### Source document
DE_2016_bar = plt.bar(region_fuel_cap_2016.index,
                      region_fuel_cap_2016['2016'],
                      color=region_fuel_cap_2016['colors'].map(lambda x: color_dict.get(x, x)))
plt.title('DE, 2016')
plt.xlabel('Fuel')
plt.ylabel('Energy [GW]')
plt.xticks(rotation=45)
plt.tight_layout()
plt.show()
plt.close()

# Save figure
fig.savefig('output/figures/DE_2016_bar.png', transparent=True, compression=None)

plt.close()

In [None]:
# Prepare data for plotting
region_total_bar = region_fuel_cap.groupby(['balmorel_region', 'balmorel_fuel']).agg(y)
region_total_bar.columns = region_total_bar.columns.droplevel(1)
region_total_bar['colors'] = region_total_bar.index.get_level_values(1)
region_total_bar = region_total_bar.assign(colors = region_total_bar.loc[:,'colors'].map(lambda x: color_dict.get(x,x)))

# Specifications for each plot
regions = region_total_bar.index.get_level_values('balmorel_region').unique()
yr = '2016'

# Create a folder for the graphs
if not os.path.isdir('output/figures/' + region_choice):
    os.makedirs('output/figures/' + region_choice)

# Plot
fig, ax = plt.subplots()

for region,num in zip(regions, range(1,len(regions) + 1)):
    plt.close()
    ax = fig.add_subplot(len(regions),1,num)
    df = region_total_bar.xs(region)[yr]
    df = pd.DataFrame(df)
    df['colors'] = df.index
    plt.subplots(figsize=(16,9))
    plt.bar(df.index,
            df[yr],
            color=df.colors.map(lambda x: color_dict.get(x, x)))
    plt.xlabel('Fuel')
    plt.ylabel('Energy [GW]')
    plt.xticks(rotation=45)
    plt.title(region + ', ' + yr)
    plt.ylim([0,max(region_total_bar.max(axis=1)) * 1.1])
    plt.tight_layout()
    
    # Save figure
    plt.savefig('output/figures/' + region_choice + '/region_' + region + '_2016_bar.pdf')
    plt.show()
    
plt.close()

## Clean-Up for Final Output

In [None]:
# Formatting efficiency values and merging technology, fuel and counter into one column
con['balmorel_eff'] = con['eff_w_mean'] * 100
con['balmorel_eff'] = con['balmorel_eff'].astype(int)
ren['balmorel_eff'] = ren['efficiency'] * 100
ren['balmorel_eff'] = ren['balmorel_eff'].astype(int)
off_fut['balmorel_eff'] = off_fut['efficiency'].astype(int) * 100
ho_fuel['balmorel_eff'] = ho_fuel['average_efficiency_2017'] * 100
ho_fuel['balmorel_eff'] = ho_fuel['balmorel_eff'].astype(int)

In [None]:
# Renaming the column names
con['Technology'] = np.where((con['balmorel_tec_type'] != '-'),
                             (con['balmorel_tec_group'] + '_' + con['balmorel_fuel'] + '_' +
                              con['balmorel_tec_type'] + '_E-' + con['balmorel_eff'].map(str)),
                             (con['balmorel_tec_group'] + '_' + con['balmorel_fuel'] +
                              '_E-' + con['balmorel_eff'].map(str)))

### Stated exercise 1
In the notebook code, what label is placed on the y-axis of the bar charts?
### Stated exercise 2
Edit the notebook code: write out the passage from "## Clean-Up for" up to and including "con['balmorel_eff'] = con['balmorel_eff'].astype(int)", changing "Formatting" to "Converting".
The entries have no connection to the notebook code.

### Data entries
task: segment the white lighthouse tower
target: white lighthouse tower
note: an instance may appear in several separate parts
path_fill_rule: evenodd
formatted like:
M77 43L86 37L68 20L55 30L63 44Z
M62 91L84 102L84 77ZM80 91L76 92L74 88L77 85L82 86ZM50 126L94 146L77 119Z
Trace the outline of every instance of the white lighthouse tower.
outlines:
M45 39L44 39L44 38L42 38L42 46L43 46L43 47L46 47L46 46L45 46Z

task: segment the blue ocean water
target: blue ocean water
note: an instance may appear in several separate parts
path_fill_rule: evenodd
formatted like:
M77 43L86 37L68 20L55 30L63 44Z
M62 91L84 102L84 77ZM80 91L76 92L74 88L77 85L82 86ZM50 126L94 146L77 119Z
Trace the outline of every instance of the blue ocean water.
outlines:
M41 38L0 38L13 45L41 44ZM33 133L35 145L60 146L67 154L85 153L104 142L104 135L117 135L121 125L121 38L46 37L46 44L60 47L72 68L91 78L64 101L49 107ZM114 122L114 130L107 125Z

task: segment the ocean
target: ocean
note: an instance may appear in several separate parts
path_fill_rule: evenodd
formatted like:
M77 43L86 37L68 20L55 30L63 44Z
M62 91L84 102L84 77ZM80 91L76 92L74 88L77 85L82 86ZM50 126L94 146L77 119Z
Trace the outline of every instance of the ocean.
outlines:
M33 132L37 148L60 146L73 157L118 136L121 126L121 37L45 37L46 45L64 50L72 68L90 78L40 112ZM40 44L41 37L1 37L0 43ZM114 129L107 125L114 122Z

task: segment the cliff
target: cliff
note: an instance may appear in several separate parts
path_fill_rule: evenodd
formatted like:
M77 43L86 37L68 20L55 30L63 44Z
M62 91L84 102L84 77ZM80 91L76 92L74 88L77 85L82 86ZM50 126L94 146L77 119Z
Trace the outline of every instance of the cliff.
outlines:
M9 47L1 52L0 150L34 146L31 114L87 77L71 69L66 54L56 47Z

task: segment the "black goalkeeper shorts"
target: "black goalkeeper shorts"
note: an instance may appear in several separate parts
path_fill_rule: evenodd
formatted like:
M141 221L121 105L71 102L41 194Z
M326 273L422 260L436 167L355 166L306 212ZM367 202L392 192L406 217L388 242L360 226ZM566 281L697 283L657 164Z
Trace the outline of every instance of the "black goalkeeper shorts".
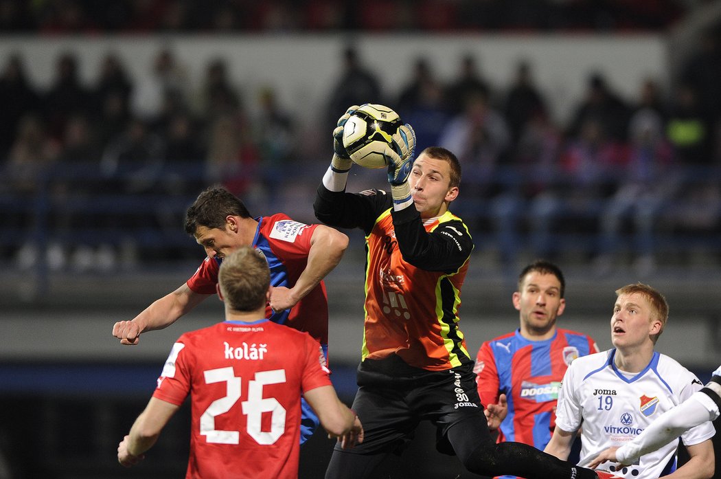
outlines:
M418 423L425 420L436 426L438 447L447 454L453 451L445 439L446 432L459 421L474 418L479 428L485 428L469 441L487 434L472 363L446 371L426 371L408 366L395 355L366 359L358 366L358 383L353 408L365 436L362 444L345 452L399 453L413 439Z

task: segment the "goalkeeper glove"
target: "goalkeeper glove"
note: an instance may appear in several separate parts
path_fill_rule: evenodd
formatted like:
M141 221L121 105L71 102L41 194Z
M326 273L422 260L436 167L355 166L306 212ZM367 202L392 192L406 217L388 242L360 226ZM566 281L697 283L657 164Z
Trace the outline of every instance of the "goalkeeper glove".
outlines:
M338 118L335 129L333 130L333 159L331 162L331 168L336 173L347 173L353 166L353 162L350 159L350 155L343 146L343 127L358 108L357 105L348 108L345 113Z
M406 123L399 126L393 135L393 148L389 147L384 152L388 163L388 183L391 185L391 195L396 209L405 208L412 202L408 175L413 167L415 150L415 132Z

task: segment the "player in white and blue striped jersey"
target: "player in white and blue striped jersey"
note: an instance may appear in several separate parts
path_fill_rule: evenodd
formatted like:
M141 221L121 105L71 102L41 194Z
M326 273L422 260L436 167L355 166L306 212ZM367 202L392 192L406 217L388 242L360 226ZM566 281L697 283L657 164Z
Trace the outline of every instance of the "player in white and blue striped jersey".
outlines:
M654 350L668 316L663 296L640 284L624 286L616 293L611 320L614 347L579 358L569 367L559 395L556 429L545 449L565 459L581 430L580 465L590 464L609 447L632 441L664 412L702 387L688 369ZM710 438L714 434L712 425L707 422L681 435L690 457L678 468L683 477L713 475ZM670 441L632 464L610 465L609 469L627 479L664 477L676 470L677 447L677 441Z

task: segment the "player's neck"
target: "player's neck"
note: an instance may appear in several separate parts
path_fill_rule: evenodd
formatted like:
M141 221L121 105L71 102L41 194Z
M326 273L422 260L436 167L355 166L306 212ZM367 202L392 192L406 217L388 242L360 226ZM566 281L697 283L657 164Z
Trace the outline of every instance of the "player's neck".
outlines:
M256 322L265 318L265 307L255 311L235 311L226 307L226 321L237 321L239 322Z
M239 223L240 224L240 231L239 232L242 235L242 244L251 245L253 244L253 240L255 238L255 232L258 229L258 222L255 221L255 218L238 218Z
M641 372L653 359L653 346L628 349L616 348L614 356L616 367L626 372Z
M551 339L556 334L555 326L548 330L534 330L531 328L521 326L520 330L521 335L529 341L545 341Z

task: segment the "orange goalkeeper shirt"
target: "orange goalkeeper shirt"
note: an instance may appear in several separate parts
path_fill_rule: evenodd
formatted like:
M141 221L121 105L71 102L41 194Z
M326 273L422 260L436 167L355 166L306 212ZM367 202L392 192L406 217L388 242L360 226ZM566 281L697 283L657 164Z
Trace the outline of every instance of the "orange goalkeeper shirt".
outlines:
M409 365L442 371L472 362L458 309L473 241L450 211L422 221L415 208L392 213L371 190L333 193L321 185L316 216L366 232L363 359L397 354Z

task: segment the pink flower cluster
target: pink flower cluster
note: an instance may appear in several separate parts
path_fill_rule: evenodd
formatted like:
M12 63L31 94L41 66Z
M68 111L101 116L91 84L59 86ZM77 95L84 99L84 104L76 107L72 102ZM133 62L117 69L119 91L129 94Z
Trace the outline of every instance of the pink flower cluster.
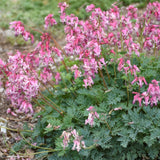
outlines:
M144 104L146 106L149 104L151 104L151 106L157 105L158 101L160 101L160 87L158 83L158 81L152 80L147 91L142 94L133 92L133 94L135 94L133 104L138 101L139 106L142 106L142 100L144 99Z
M22 35L25 41L31 39L31 42L34 42L34 37L31 33L25 30L24 25L21 21L13 21L10 23L10 29L13 29L15 36Z
M131 75L134 74L134 77L137 77L137 72L140 72L139 68L136 65L131 65L130 60L127 60L125 62L124 58L119 58L118 71L122 70L126 75L128 73L131 73Z
M93 106L90 106L87 111L89 111L88 119L85 120L85 125L89 124L91 127L94 125L94 119L99 119L99 114L95 111Z
M32 69L25 58L26 56L19 51L16 55L9 57L5 94L11 100L12 106L18 109L16 112L31 112L33 114L30 102L38 94L39 82L37 74L30 72ZM13 115L11 109L8 109L8 113Z
M151 8L156 8L155 11ZM102 45L107 45L109 48L116 47L117 51L126 51L131 55L135 53L139 56L140 51L145 49L153 49L160 47L159 43L159 25L153 25L148 21L148 16L153 14L154 21L157 21L157 14L159 13L159 3L150 3L145 15L139 16L137 8L133 5L127 8L125 15L120 16L120 9L113 5L108 11L102 11L100 8L95 8L93 4L87 6L86 11L91 12L89 20L79 20L75 15L66 15L65 9L68 7L66 3L60 3L61 21L63 21L66 32L67 44L64 47L68 55L77 55L79 60L83 62L83 71L76 74L85 77L84 86L91 86L95 73L98 68L102 69L99 64L101 57ZM151 11L152 10L152 13ZM132 20L136 21L133 23ZM142 23L145 20L145 23ZM142 28L143 32L142 32ZM152 31L150 31L152 28ZM147 34L150 32L150 34ZM141 33L141 34L139 34ZM150 42L152 41L152 42ZM149 47L148 47L149 46ZM145 51L146 52L146 51ZM105 62L102 63L105 65ZM138 70L135 65L133 71ZM127 72L127 67L125 72ZM75 76L77 78L77 76Z
M47 29L50 26L56 25L57 22L56 20L53 18L53 14L49 14L47 17L45 17L45 29Z
M67 131L63 131L61 138L63 139L63 148L65 149L66 147L68 147L68 143L70 143L70 140L72 139L73 141L73 147L72 150L77 150L77 152L79 152L81 150L81 148L85 148L85 142L82 141L82 136L78 135L78 132L74 129L70 132Z

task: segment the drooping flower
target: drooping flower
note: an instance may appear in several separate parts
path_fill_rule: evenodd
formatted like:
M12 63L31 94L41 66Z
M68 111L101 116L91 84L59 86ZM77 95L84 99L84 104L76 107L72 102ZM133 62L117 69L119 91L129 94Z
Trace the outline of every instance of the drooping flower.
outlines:
M94 125L94 119L99 118L99 114L95 111L93 106L90 106L87 111L90 113L88 114L88 119L85 120L85 125L89 124L91 127Z
M53 14L49 14L48 16L45 17L45 29L47 29L49 26L53 26L56 25L57 22L56 20L53 18Z

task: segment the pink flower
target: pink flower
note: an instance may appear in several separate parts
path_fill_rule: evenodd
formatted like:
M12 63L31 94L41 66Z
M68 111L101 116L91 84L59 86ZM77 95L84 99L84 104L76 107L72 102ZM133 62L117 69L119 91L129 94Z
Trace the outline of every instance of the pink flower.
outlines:
M88 114L88 119L85 120L85 125L89 124L91 127L94 125L94 119L95 118L99 118L99 114L97 112L94 111L94 107L90 106L87 111L90 111L90 113Z
M74 78L77 79L78 77L81 77L81 72L79 70L75 70Z
M56 84L58 84L59 81L61 80L61 76L59 72L56 73L55 79L56 79Z
M53 18L53 14L49 14L48 16L45 17L45 29L48 28L48 26L53 26L53 25L56 25L57 22L56 20Z
M66 131L63 131L62 135L60 138L64 138L63 139L63 149L65 149L66 147L68 147L68 143L70 142L70 137L71 137L71 133L70 132L66 132Z
M69 7L69 5L66 2L63 2L63 3L59 3L58 7L60 8L60 13L62 14L66 10L66 8Z
M120 58L119 59L119 64L118 64L118 71L121 71L122 68L124 67L124 59L123 58Z
M34 37L31 33L25 30L24 25L21 21L13 21L10 23L10 29L13 29L15 32L15 36L22 35L25 41L31 39L33 43Z
M91 4L89 6L86 7L86 12L91 12L95 9L95 5L94 4Z
M141 101L142 101L142 97L140 97L141 95L140 95L140 93L137 93L137 92L132 92L133 94L136 94L135 96L134 96L134 99L133 99L133 104L136 102L136 101L138 101L139 102L139 106L142 106L142 104L141 104Z
M143 82L145 83L145 85L147 85L147 82L144 77L135 77L135 79L131 82L131 84L134 84L135 82L138 82L138 81L139 81L138 85L140 87L142 87Z

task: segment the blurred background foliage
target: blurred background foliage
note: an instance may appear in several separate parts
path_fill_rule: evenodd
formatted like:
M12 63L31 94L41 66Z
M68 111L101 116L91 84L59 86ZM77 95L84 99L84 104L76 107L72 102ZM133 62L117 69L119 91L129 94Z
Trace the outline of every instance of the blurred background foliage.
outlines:
M44 18L49 13L54 14L55 19L59 22L57 6L62 1L64 0L0 0L0 28L8 29L11 21L22 21L27 26L43 30ZM91 3L102 10L107 10L115 2L119 6L138 3L138 7L143 8L148 2L153 1L155 0L66 0L70 5L67 13L73 13L80 19L88 17L85 8ZM56 35L63 35L62 25L58 24L52 32Z

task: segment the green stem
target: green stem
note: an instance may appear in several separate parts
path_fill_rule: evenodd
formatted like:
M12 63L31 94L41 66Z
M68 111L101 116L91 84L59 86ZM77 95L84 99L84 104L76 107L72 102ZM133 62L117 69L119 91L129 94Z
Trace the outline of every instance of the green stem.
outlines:
M104 87L108 90L108 87L107 87L107 84L106 84L106 82L105 82L103 73L102 73L102 71L101 71L100 69L99 69L99 73L100 73L100 76L101 76L101 78L102 78L102 80L103 80L103 85L104 85Z
M21 130L21 129L14 129L14 128L8 128L8 127L4 127L4 126L0 126L0 128L4 128L10 131L14 131L14 132L33 132L31 130Z
M129 91L128 91L128 86L127 86L127 107L128 107L128 104L129 104Z

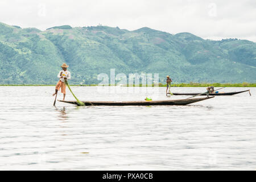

### Task output 1
Energy [GW]

### Task output 2
## Clean-Up for Final Output

In [None]:
# Converting efficiency values and merging technology, fuel and counter into one column
con['balmorel_eff'] = con['eff_w_mean'] * 100
con['balmorel_eff'] = con['balmorel_eff'].astype(int)